## Exercise requirements
Repeat each record exactly. Any picture gets left out.

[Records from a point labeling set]
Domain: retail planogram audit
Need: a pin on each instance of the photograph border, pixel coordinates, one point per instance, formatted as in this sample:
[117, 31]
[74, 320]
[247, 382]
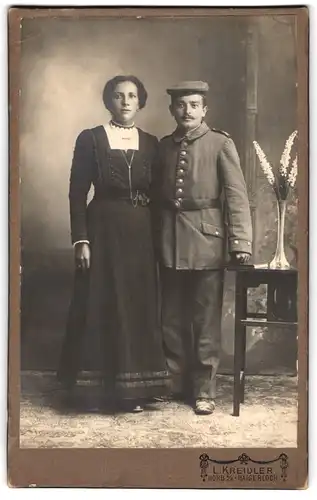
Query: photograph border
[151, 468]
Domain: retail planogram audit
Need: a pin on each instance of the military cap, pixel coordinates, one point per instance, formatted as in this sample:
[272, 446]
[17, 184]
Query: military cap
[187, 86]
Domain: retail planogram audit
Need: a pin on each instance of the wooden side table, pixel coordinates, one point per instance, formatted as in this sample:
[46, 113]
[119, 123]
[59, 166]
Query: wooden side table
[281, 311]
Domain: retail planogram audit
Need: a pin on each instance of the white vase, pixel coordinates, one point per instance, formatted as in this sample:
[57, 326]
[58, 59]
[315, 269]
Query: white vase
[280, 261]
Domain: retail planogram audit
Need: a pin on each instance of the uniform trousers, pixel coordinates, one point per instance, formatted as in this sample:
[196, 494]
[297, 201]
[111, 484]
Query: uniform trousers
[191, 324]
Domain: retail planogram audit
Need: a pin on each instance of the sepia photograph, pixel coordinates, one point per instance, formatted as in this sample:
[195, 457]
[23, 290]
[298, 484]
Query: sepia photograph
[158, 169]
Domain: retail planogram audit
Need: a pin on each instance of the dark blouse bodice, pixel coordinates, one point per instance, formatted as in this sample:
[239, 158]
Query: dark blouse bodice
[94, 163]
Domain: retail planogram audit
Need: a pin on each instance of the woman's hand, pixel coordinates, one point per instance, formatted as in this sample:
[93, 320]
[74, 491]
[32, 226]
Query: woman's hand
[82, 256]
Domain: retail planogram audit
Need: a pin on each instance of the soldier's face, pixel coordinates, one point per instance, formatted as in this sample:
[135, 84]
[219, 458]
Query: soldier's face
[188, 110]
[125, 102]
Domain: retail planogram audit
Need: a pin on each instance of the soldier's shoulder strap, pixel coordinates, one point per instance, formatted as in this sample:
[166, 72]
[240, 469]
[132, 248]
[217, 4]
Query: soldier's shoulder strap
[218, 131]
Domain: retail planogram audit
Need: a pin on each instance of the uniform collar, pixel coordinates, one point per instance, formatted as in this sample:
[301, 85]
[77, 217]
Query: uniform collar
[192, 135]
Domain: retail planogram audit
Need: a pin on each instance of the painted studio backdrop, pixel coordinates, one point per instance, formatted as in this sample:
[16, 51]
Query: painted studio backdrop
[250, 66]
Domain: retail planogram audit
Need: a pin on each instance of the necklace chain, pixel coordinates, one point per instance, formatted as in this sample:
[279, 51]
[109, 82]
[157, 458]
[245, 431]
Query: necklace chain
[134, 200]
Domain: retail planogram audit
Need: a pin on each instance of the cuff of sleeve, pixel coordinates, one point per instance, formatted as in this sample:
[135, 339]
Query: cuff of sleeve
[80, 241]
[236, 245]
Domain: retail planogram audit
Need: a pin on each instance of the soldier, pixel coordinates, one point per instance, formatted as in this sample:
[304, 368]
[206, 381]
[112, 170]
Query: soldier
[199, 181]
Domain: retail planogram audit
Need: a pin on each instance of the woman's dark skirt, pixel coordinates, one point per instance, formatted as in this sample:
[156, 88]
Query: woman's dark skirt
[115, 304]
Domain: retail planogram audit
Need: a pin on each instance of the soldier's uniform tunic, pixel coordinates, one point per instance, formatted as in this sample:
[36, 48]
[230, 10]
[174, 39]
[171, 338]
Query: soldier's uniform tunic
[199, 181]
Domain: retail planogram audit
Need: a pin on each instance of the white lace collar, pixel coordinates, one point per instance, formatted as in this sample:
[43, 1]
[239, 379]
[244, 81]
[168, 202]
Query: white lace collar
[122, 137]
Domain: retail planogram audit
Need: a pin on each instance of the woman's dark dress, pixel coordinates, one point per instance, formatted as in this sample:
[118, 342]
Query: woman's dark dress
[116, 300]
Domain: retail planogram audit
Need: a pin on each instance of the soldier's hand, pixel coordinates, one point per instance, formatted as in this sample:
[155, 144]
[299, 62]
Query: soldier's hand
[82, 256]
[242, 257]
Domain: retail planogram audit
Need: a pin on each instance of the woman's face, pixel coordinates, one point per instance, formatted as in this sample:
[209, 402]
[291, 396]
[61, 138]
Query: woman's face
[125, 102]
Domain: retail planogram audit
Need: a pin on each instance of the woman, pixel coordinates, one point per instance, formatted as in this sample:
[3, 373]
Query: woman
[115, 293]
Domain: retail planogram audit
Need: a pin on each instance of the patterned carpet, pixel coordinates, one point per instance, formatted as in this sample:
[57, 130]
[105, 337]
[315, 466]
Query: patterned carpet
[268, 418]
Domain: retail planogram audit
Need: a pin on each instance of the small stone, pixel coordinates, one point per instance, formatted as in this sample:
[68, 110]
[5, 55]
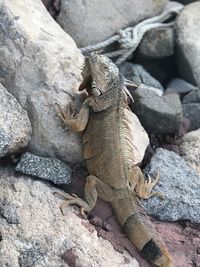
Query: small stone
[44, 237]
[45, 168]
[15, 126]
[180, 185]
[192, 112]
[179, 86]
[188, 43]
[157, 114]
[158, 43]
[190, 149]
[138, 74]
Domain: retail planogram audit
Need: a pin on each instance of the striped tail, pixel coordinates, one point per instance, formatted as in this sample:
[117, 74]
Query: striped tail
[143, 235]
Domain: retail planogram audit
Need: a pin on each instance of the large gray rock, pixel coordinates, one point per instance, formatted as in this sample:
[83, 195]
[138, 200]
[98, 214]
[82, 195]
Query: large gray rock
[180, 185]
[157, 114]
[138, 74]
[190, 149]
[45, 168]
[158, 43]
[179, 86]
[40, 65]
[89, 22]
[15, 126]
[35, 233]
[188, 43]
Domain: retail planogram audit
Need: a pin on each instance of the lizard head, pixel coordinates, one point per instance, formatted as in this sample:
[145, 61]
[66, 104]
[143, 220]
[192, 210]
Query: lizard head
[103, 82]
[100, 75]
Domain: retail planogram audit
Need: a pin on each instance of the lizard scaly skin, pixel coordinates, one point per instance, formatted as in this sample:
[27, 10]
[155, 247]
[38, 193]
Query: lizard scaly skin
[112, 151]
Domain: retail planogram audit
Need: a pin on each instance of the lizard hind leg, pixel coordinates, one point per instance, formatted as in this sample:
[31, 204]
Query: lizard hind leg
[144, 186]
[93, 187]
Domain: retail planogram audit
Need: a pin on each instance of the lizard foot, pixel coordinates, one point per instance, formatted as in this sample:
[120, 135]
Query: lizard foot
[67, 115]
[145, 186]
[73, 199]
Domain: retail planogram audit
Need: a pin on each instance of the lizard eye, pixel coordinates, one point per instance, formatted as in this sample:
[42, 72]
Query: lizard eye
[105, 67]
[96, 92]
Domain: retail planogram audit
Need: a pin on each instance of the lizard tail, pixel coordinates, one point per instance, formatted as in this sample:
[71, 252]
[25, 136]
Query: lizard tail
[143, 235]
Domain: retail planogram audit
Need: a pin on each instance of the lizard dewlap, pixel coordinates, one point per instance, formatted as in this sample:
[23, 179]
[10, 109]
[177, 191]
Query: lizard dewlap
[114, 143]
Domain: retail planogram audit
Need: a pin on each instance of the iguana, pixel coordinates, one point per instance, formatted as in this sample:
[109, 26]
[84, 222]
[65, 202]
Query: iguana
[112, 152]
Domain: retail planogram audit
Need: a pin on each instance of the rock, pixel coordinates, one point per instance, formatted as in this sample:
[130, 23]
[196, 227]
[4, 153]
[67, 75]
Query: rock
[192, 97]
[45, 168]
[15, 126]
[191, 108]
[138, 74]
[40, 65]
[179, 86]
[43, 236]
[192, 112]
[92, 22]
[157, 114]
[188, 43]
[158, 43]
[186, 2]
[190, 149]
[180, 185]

## Task answer
Domain: retail planogram audit
Need: a pin on each instance of the photograph border, pixel coordinates, one point per instance, formatted as in this sample:
[117, 31]
[74, 320]
[247, 382]
Query: photograph border
[151, 468]
Domain: retail planogram audit
Need: a pin on each instance of the military cap, pixel coordinates, one point per instance, formatted as in this sample:
[272, 446]
[17, 184]
Query: military cap
[187, 86]
Domain: retail planogram audit
Need: a pin on each instance of the wooden side table, pixel coordinates, one point per instance, formatted as in this sample:
[46, 113]
[119, 123]
[59, 166]
Query: wooden side table
[281, 311]
Domain: retail planogram audit
Need: a pin on each instance of the white vase, pixel coordinates, one point per instance, formatted as in this sample:
[57, 326]
[58, 59]
[315, 269]
Query: white vase
[280, 261]
Domain: retail planogram audit
Need: a pin on each instance of the uniform trousers, pixel coordinates, one point per instance, formatted as in this sample:
[196, 494]
[297, 201]
[111, 484]
Query: uniform trousers
[191, 324]
Domain: retail planogram audit
Need: a pin on each instance of the sepia photograph, pixel coordinates, one point per instance, formatted as in this sample:
[195, 457]
[23, 290]
[298, 484]
Query: sepia photograph
[158, 169]
Domain: retail planogram audit
Need: a pin on each instance of the dark blouse bodice, pixel coordinates, one point per instance, formatted as in this sample:
[239, 158]
Query: dark blouse bodice
[94, 163]
Domain: retail planogram audit
Need: a pin on each instance of the woman's hand, pixel coordinates, one point per instance, formatted as in this sample:
[93, 320]
[74, 491]
[32, 226]
Query: woman's hand
[82, 256]
Domain: retail planogram audit
Need: a pin on each instance of the soldier's face, pixel coordinates, one point per instance, formatted as in this sample:
[135, 84]
[219, 458]
Query: soldier's face
[188, 110]
[125, 102]
Domain: retail planogram audit
Need: a pin on each instance of the soldier's shoulder strap, pixel coordinates, one point per instance, formatted as in this sample:
[166, 72]
[240, 469]
[132, 248]
[217, 4]
Query: soldier's shoulder strap
[218, 131]
Domain: retail planogram audit
Need: a pin on each instance of the uniform collar, pixel coordinates, one point per instance, formatted as in this sample:
[301, 85]
[77, 217]
Query: uniform collar
[192, 135]
Domain: retail planogram audit
Need: a pin on each instance of the painted studio backdrop, pixel coordinates, one point per instance, formatted as in this sample:
[16, 51]
Query: painted studio backdrop
[250, 66]
Domain: retail planogram audit
Need: a pin on each instance of the necklace chain, pixel coordinates, one point per instance, formatted as in this sample:
[279, 51]
[109, 82]
[157, 458]
[245, 431]
Query: necklace chain
[134, 200]
Domain: retail planogram audit
Need: a pin on each instance of the cuff of sleeve, pixel coordinates, one point per instance, formatted as in this sample:
[135, 339]
Query: cuff of sleeve
[80, 241]
[236, 245]
Domain: retail planogram audit
Need: a pin on each instance of the soldier, pixel coordinates, one point per instance, formatted as in this sample:
[304, 368]
[206, 381]
[112, 170]
Query: soldier
[199, 181]
Domain: retail planogram audit
Need: a pin on each instance of the woman's dark skirt, pixel coordinates, one point per instance, formatted as in this sample:
[156, 88]
Query: woman's dark skirt
[115, 304]
Domain: retail planogram audit
Need: a pin on each instance of the soldier's uniform tunic, pixel coordinates, one point per instance, formatted as in this sample:
[36, 48]
[230, 10]
[174, 39]
[171, 338]
Query: soldier's uniform tunic
[199, 181]
Domain: retail planogram audit
Need: a pin on each instance of the white lace collar, pixel coordinates, one point per instance, formatted as in this sample:
[43, 1]
[239, 379]
[244, 81]
[168, 202]
Query: white lace collar
[122, 137]
Domain: retail planogram audit
Need: a pin on each instance of the woman's dark dress, pixel coordinates, one point per instance, formatted as in this sample:
[118, 342]
Query: woman's dark dress
[116, 300]
Domain: retail planogram audit
Need: a pin on each instance of the soldier's hand, pixel coordinates, one point per instance, formatted as in this sample:
[155, 144]
[299, 62]
Query: soldier's hand
[82, 256]
[242, 257]
Domain: retail planogram audit
Need: a pin on each instance of the woman's face, pixel coordinates, one point per instance, formatted as in this sample:
[209, 402]
[291, 396]
[61, 138]
Query: woman's face
[125, 102]
Domain: retail planogram audit
Need: a pin on each instance of the woman, pixel coordinates, one point per instance, formatted as in this sample:
[3, 373]
Query: woman
[115, 293]
Domain: retail planogram audit
Need: a pin on each instance of the patterned carpet, pixel coordinates, one point per instance, formatted as in this sample:
[57, 130]
[105, 337]
[315, 466]
Query: patterned carpet
[268, 418]
Domain: retail planogram audit
Need: a pin on each instance of the small stone, pixel coordinates, one point per instance, formatted as in this sample:
[68, 110]
[5, 55]
Query: small stone
[44, 237]
[45, 168]
[15, 126]
[180, 185]
[192, 112]
[179, 86]
[188, 43]
[157, 114]
[158, 43]
[190, 149]
[138, 74]
Domain: retail planogram audit
Need: a pin on each instance of the striped tail, pixel coordinates, one point per instance, formatted as in this sample:
[117, 74]
Query: striped tail
[143, 235]
Domain: retail planogram audit
Need: a pin on each instance of the large gray rock, pixel coordinates, one point per instance, formatted as in this sample:
[83, 195]
[138, 200]
[98, 214]
[82, 195]
Query: large gray rock
[180, 185]
[157, 114]
[138, 74]
[190, 149]
[45, 168]
[158, 43]
[179, 86]
[40, 65]
[89, 22]
[15, 126]
[35, 233]
[188, 43]
Domain: retail planogram audit
Need: a pin on each instance of the lizard head, pixel coordinates, one point per instance, formatted as in this sample:
[145, 61]
[66, 104]
[143, 220]
[192, 210]
Query: lizard head
[103, 82]
[100, 75]
Domain: retail planogram audit
Need: a pin on each instance of the lizard scaly skin, pixel coordinates, one point per instance, formatted as in this sample:
[27, 10]
[155, 247]
[38, 193]
Query: lizard scaly skin
[112, 151]
Domain: retail planogram audit
Need: a pin on each instance of the lizard hind leg, pixel coordinates, one point per instance, formatted as in this sample:
[31, 204]
Query: lizard hind leg
[144, 186]
[93, 187]
Domain: retail planogram audit
Need: a pin on each instance of the lizard foot, pixel coordinates, one point per instance, formatted as in this sample:
[120, 135]
Query: lizard foot
[67, 115]
[145, 186]
[73, 199]
Domain: retail planogram audit
Need: a pin on each instance of the lizard eye, pixel coordinates, one point per instance, formatted as in this sample:
[42, 72]
Query: lizard eye
[105, 67]
[96, 92]
Domain: retail planogram audit
Need: a pin on each instance of the lizard tail, pixel coordinates, one point per instance, formatted as in this sample:
[71, 252]
[25, 136]
Query: lizard tail
[143, 235]
Domain: retail planogram audit
Need: a pin on each instance of the lizard dewlap, pixel coordinates, one point per instance, formatted as in this sample:
[23, 179]
[10, 109]
[177, 191]
Query: lizard dewlap
[114, 143]
Domain: retail planogram audit
Need: a pin on each instance of the iguana, pixel coordinates, one point per instance, formatted as in this sample:
[109, 26]
[84, 222]
[65, 202]
Query: iguana
[112, 152]
Domain: retail planogram audit
Need: a pin on each instance of the rock, pixel coordinates, one point per instance, formatted as in this sample:
[130, 23]
[196, 227]
[4, 153]
[67, 75]
Query: rock
[192, 97]
[45, 168]
[15, 126]
[191, 108]
[138, 74]
[40, 65]
[179, 86]
[43, 236]
[192, 112]
[92, 22]
[157, 114]
[188, 43]
[158, 43]
[186, 2]
[190, 149]
[180, 185]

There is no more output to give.